** start of PROVIDED RECORDS **
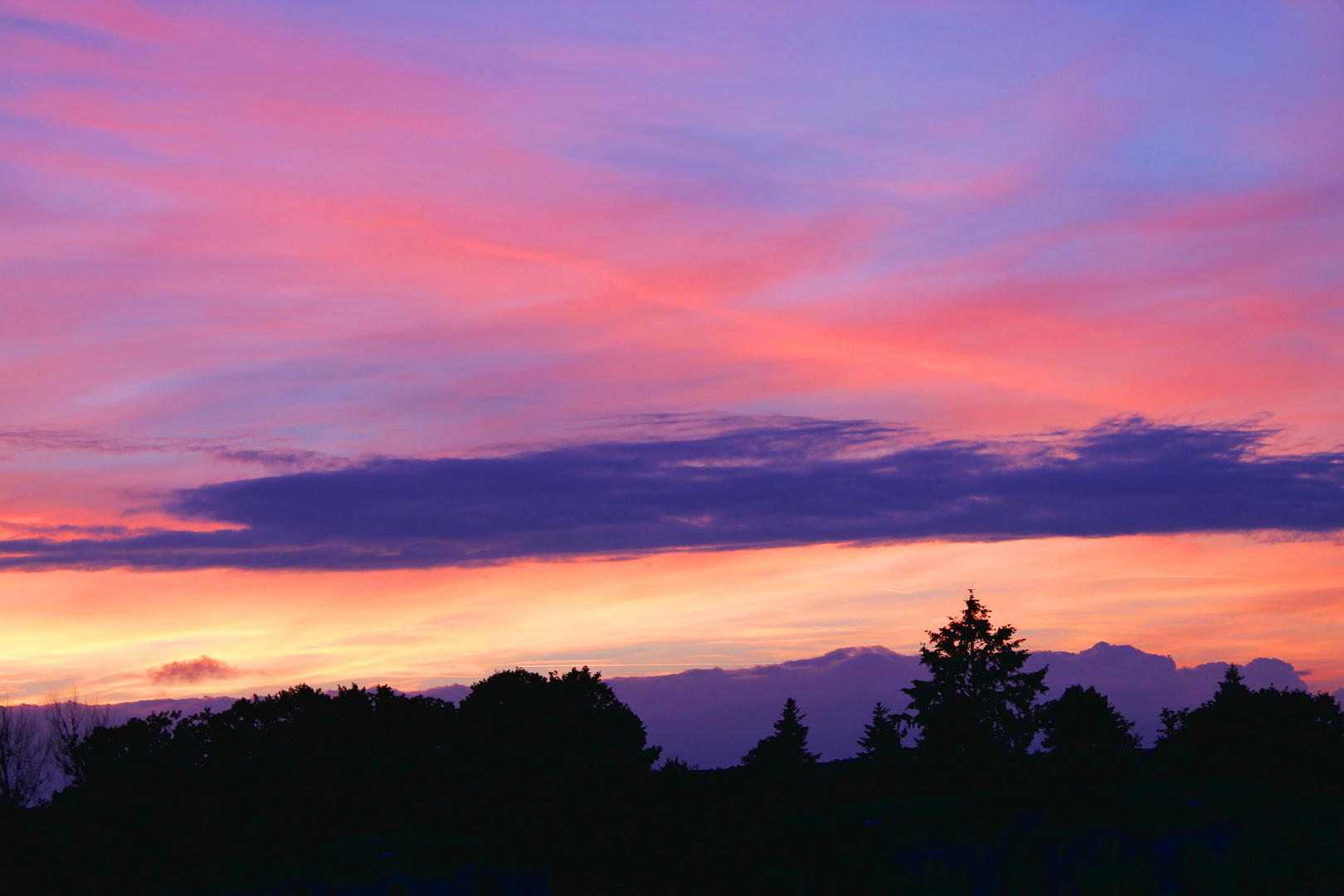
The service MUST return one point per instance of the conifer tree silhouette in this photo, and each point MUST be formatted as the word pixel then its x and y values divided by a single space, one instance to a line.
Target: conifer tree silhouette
pixel 979 702
pixel 786 747
pixel 882 737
** end of PROVIDED RECORDS **
Write every line of the items above as a JSON list of strings, one string per line, skipping blank lines. Leave the pictures out.

* [SOLUTION]
[
  "The service MUST return one point per instance of the conifer tree silhouette in this photo, and each point MUST be formatted as the word pixel then its x and y values divided by a single space, one instance to a line.",
  "Target: conifer tree silhouette",
  "pixel 979 702",
  "pixel 786 747",
  "pixel 882 737"
]